#### Page extract ####
The first thing you need to know is the album is sung entirely in Slovene, and while that may be off-putting to some, it shouldn't be dismissed out of hand, because there is still much of value here. However, one caveat - there are more than just a few tracks where an English translation might come in handy. (You can get one at Borghesia's website.) The first track, "Odprite Muzeje," equates "Open Museums" with dead ideas and tombs haunting Europe. (How's that for inspirational tourism!) Vocals are dual male/female, as often done on this album. This is set to a backdrop of vintage analogue electronica. It has a somewhat surreal, trance induced quality as the lyrics almost seemed almost chanted. It is no less surreal on the following track, "Kons," about a hollow, empty, culturally dead Europe with an overwhelming aura of melancholy. Musically everything is well-integrated with a chugging rhythm, and instrumentation of guitar and electronics which support rather than detract from the melody of the vocals. "Na piramidi" (In A Pyramid) is where the album really comes alive though and all elements seem to be on an unstoppable dark track. Things only get stranger after this one.
####
Written problem A: In the album review, where can an English translation of the lyrics be found?
Written problem B: Pick up the album review after its last sentence and write the next part.
#### Source excerpt ####
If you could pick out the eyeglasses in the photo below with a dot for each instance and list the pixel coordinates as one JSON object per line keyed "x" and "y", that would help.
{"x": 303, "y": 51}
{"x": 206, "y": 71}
####
Written reply A: At Borghesia's website.

Written reply B:
The deeper you go, the more intense and wacky the songs get. There is absolutely nothing mainstream about this album, even though much of it is in a (sort of) rock format. It becomes evident that Srecko Kosovel's poetry, used as the song lyrics, is the most important element of this album. Thematically it speaks of how Europe is dead, art and culture are dead, and it all needs to be destroyed. Good people got sold out, civilization has no heart, capitalism ruins everything, and nothing can save you. Yes, it's a potent sort of pessimistic misanthropy more aimed at the collective than the individual, society in general. I'm sure a little gets lost in translation because even following along listening while reading the English translation at times it seems there is something missing that might be better expressed in the original Slovenian.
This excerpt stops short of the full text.